To-do item: Reproduce the following rows verbatim, changing nothing.
[Start of section]
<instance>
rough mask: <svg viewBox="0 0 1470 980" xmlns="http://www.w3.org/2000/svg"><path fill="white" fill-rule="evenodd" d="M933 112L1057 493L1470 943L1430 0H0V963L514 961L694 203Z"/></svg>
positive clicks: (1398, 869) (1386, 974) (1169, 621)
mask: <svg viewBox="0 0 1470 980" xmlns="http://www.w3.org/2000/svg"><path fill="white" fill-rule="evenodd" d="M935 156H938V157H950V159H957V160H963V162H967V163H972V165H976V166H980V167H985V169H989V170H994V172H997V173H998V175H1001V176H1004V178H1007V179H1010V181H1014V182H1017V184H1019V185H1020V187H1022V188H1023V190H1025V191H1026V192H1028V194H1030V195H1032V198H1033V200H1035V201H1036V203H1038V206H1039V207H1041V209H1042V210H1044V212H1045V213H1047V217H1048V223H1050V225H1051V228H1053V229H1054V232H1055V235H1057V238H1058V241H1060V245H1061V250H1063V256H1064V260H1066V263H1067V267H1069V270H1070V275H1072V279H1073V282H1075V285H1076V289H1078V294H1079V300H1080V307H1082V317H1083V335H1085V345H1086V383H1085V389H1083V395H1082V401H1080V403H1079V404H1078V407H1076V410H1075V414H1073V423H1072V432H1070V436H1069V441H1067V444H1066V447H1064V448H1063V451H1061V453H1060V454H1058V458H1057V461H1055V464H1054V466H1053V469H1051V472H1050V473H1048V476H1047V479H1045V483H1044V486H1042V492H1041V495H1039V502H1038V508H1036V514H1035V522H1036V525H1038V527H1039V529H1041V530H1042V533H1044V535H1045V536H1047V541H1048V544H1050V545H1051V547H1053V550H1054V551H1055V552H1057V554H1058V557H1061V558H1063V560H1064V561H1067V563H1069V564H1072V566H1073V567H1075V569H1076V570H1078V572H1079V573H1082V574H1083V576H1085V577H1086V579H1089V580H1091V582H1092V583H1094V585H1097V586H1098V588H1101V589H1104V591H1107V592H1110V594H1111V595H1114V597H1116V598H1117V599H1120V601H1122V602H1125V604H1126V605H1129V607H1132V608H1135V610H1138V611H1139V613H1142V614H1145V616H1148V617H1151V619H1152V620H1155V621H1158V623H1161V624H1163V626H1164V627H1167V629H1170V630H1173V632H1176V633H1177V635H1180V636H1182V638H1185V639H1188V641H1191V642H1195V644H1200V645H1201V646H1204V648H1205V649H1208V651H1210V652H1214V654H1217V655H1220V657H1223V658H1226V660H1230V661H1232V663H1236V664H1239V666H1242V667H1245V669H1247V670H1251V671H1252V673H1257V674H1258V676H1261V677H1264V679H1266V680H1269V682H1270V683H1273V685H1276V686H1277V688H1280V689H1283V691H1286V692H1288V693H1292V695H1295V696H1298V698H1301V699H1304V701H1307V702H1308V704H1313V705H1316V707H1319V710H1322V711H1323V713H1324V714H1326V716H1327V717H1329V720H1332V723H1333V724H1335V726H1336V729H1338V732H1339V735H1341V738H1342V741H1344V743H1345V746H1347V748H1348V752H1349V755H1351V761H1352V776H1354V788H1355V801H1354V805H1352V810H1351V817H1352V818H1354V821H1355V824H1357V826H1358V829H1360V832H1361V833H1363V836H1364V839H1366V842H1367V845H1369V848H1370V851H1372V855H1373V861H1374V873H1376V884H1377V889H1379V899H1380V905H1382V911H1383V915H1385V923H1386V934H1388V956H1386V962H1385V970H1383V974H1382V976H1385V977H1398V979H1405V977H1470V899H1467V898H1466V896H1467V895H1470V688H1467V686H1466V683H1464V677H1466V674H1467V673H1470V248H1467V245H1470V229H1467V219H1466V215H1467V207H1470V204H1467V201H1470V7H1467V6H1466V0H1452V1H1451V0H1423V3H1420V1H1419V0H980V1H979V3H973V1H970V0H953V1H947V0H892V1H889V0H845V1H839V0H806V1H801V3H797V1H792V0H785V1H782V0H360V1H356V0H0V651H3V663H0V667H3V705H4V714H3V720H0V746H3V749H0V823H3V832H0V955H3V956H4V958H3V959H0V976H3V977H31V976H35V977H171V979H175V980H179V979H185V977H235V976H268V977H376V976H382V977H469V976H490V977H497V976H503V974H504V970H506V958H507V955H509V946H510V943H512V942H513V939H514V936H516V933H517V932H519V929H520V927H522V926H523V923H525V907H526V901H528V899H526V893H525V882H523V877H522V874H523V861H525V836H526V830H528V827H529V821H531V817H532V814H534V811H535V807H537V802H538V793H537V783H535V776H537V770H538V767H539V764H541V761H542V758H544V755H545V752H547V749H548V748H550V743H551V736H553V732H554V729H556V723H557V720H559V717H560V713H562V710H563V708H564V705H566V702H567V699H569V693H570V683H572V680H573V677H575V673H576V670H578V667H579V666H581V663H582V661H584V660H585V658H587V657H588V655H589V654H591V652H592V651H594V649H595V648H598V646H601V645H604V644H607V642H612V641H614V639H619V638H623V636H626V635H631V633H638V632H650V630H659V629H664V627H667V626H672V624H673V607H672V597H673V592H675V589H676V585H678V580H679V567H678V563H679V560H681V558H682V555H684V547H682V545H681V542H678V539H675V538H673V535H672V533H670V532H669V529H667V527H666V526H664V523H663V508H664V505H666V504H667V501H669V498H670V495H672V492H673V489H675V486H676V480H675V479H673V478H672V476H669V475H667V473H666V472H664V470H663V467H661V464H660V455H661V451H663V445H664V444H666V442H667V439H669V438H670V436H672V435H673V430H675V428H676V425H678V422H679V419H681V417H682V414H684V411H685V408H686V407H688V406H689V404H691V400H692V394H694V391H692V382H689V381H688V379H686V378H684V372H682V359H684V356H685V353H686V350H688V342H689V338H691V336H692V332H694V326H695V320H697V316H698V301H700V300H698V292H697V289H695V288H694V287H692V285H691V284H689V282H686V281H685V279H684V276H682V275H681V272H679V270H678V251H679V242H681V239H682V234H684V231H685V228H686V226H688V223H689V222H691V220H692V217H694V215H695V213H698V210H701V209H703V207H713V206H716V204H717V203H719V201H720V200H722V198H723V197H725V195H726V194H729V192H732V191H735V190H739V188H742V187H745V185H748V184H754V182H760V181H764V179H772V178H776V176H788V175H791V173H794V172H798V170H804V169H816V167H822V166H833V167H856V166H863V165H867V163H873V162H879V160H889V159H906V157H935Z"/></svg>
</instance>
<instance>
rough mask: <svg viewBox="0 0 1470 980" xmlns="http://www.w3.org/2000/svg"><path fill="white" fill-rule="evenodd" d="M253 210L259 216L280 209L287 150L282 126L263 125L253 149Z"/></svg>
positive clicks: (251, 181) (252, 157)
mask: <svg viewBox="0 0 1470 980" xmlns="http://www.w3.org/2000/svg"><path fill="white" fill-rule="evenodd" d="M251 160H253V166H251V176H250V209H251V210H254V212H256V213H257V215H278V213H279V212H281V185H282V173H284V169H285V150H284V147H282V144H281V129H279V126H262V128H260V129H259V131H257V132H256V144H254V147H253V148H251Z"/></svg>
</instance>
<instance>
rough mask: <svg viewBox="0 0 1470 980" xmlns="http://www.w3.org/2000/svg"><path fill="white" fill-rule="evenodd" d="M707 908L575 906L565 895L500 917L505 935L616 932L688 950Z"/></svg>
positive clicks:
[End of section]
Result of the exercise:
<instance>
rough mask: <svg viewBox="0 0 1470 980" xmlns="http://www.w3.org/2000/svg"><path fill="white" fill-rule="evenodd" d="M933 112L1057 493L1470 943L1430 0H0V963L514 961L694 203Z"/></svg>
positive clicks: (1398, 869) (1386, 974) (1169, 621)
mask: <svg viewBox="0 0 1470 980" xmlns="http://www.w3.org/2000/svg"><path fill="white" fill-rule="evenodd" d="M935 156H938V157H950V159H957V160H963V162H967V163H972V165H976V166H980V167H985V169H989V170H994V172H997V173H998V175H1001V176H1004V178H1007V179H1010V181H1014V182H1017V184H1019V185H1020V187H1022V188H1023V190H1025V191H1026V192H1028V194H1030V195H1032V198H1033V200H1035V201H1036V203H1038V206H1039V207H1041V209H1042V210H1044V212H1045V213H1047V217H1048V223H1050V225H1051V228H1053V229H1054V232H1055V235H1057V238H1058V241H1060V245H1061V250H1063V256H1064V260H1066V263H1067V267H1069V270H1070V275H1072V279H1073V282H1075V285H1076V289H1078V294H1079V300H1080V307H1082V317H1083V335H1085V345H1086V383H1085V389H1083V395H1082V401H1080V403H1079V404H1078V407H1076V410H1075V414H1073V423H1072V432H1070V436H1069V441H1067V444H1066V447H1064V448H1063V451H1061V453H1060V454H1058V458H1057V461H1055V464H1054V466H1053V469H1051V472H1050V473H1048V476H1047V479H1045V483H1044V486H1042V492H1041V495H1039V502H1038V508H1036V514H1035V522H1036V525H1038V527H1039V529H1041V530H1042V533H1044V535H1045V536H1047V541H1048V544H1050V545H1051V547H1053V550H1054V551H1055V552H1057V554H1058V557H1061V558H1063V560H1064V561H1067V563H1069V564H1072V566H1073V567H1075V569H1076V570H1078V572H1079V573H1082V574H1083V576H1085V577H1086V579H1089V580H1091V582H1092V583H1094V585H1097V586H1098V588H1101V589H1104V591H1107V592H1110V594H1111V595H1114V597H1116V598H1117V599H1120V601H1122V602H1125V604H1126V605H1129V607H1132V608H1135V610H1138V611H1139V613H1142V614H1145V616H1148V617H1151V619H1152V620H1155V621H1158V623H1161V624H1163V626H1164V627H1167V629H1170V630H1173V632H1176V633H1177V635H1180V636H1182V638H1185V639H1188V641H1191V642H1195V644H1200V645H1201V646H1204V648H1205V649H1208V651H1210V652H1214V654H1217V655H1220V657H1223V658H1226V660H1230V661H1232V663H1236V664H1239V666H1242V667H1245V669H1247V670H1251V671H1252V673H1257V674H1258V676H1261V677H1264V679H1266V680H1269V682H1270V683H1273V685H1276V686H1277V688H1280V689H1283V691H1286V692H1288V693H1292V695H1295V696H1298V698H1301V699H1304V701H1307V702H1308V704H1313V705H1316V707H1319V710H1322V711H1323V713H1324V714H1326V716H1327V717H1329V720H1332V723H1333V724H1335V726H1336V729H1338V732H1339V735H1341V738H1342V741H1344V743H1345V746H1347V748H1348V752H1349V755H1351V761H1352V776H1354V788H1355V801H1354V805H1352V810H1351V817H1352V818H1354V821H1355V824H1357V826H1358V829H1360V832H1361V833H1363V836H1364V839H1366V842H1367V845H1369V848H1370V851H1372V855H1373V861H1374V873H1376V884H1377V889H1379V899H1380V905H1382V911H1383V915H1385V923H1386V934H1388V956H1386V962H1385V970H1383V974H1382V976H1385V977H1398V979H1405V977H1470V899H1467V898H1466V896H1467V895H1470V688H1467V686H1466V683H1464V677H1466V674H1467V673H1470V248H1467V245H1470V229H1467V219H1466V215H1467V207H1470V204H1467V201H1470V7H1467V6H1466V0H1452V1H1451V0H1423V3H1420V1H1419V0H980V1H979V3H973V1H970V0H953V1H947V0H892V1H889V0H845V1H839V0H806V1H801V3H797V1H792V0H785V1H782V0H360V1H356V0H0V651H3V663H0V667H3V705H4V714H3V720H0V746H3V749H0V823H3V832H0V955H3V956H4V958H3V959H0V976H3V977H31V976H35V977H171V979H175V980H179V979H185V977H235V976H268V977H376V976H382V977H469V976H490V977H497V976H503V974H504V970H506V958H507V955H509V946H510V943H512V942H513V939H514V936H516V933H517V932H519V929H520V927H522V926H523V923H525V907H526V901H528V899H526V893H525V882H523V877H522V874H523V861H525V836H526V830H528V827H529V821H531V817H532V814H534V811H535V807H537V802H538V793H537V783H535V776H537V770H538V767H539V764H541V761H542V758H544V755H545V752H547V749H548V748H550V743H551V736H553V732H554V729H556V723H557V720H559V717H560V713H562V710H563V708H564V705H566V702H567V699H569V693H570V683H572V680H573V677H575V673H576V670H578V667H579V666H581V663H582V661H584V660H585V658H587V657H588V655H589V654H591V652H592V651H594V649H595V648H598V646H601V645H604V644H607V642H612V641H614V639H619V638H623V636H626V635H631V633H638V632H650V630H659V629H664V627H667V626H672V624H673V607H672V597H673V592H675V589H676V585H678V580H679V567H678V563H679V560H681V558H682V555H684V547H682V545H681V542H678V539H675V538H673V535H672V533H670V532H669V529H667V527H666V526H664V523H663V508H664V505H666V504H667V501H669V498H670V495H672V492H673V489H675V486H676V480H675V479H673V478H672V476H669V475H667V473H666V472H664V470H663V467H661V464H660V455H661V451H663V445H664V444H666V442H667V439H669V438H670V436H672V435H673V430H675V428H676V425H678V422H679V419H681V417H682V414H684V411H685V408H686V407H688V406H689V404H691V400H692V394H694V391H692V382H689V381H688V379H686V378H684V372H682V359H684V356H685V353H686V350H688V342H689V338H691V336H692V332H694V326H695V320H697V316H698V301H700V300H698V292H697V289H695V288H694V287H692V285H691V284H689V282H686V281H685V279H684V276H682V275H681V272H679V270H678V251H679V242H681V239H682V234H684V231H685V228H686V226H688V223H689V222H691V220H692V217H694V215H695V213H698V210H701V209H703V207H713V206H716V204H717V203H719V201H720V200H722V198H723V197H725V195H726V194H729V192H732V191H735V190H739V188H742V187H745V185H748V184H754V182H760V181H764V179H772V178H776V176H788V175H791V173H794V172H798V170H804V169H816V167H822V166H833V167H856V166H863V165H867V163H873V162H879V160H889V159H906V157H935Z"/></svg>
</instance>
<instance>
rough mask: <svg viewBox="0 0 1470 980" xmlns="http://www.w3.org/2000/svg"><path fill="white" fill-rule="evenodd" d="M253 210L259 216L280 209L287 150L282 126L263 125L253 149Z"/></svg>
positive clicks: (251, 181) (252, 157)
mask: <svg viewBox="0 0 1470 980" xmlns="http://www.w3.org/2000/svg"><path fill="white" fill-rule="evenodd" d="M251 160H253V166H251V176H250V209H251V210H254V212H256V213H257V215H278V213H279V212H281V185H282V173H284V169H285V150H284V147H282V144H281V129H279V126H262V128H260V129H259V131H257V132H256V144H254V147H253V148H251Z"/></svg>
</instance>
<instance>
rough mask: <svg viewBox="0 0 1470 980" xmlns="http://www.w3.org/2000/svg"><path fill="white" fill-rule="evenodd" d="M707 908L575 906L565 895L500 917L505 935L616 932L688 950Z"/></svg>
positive clicks:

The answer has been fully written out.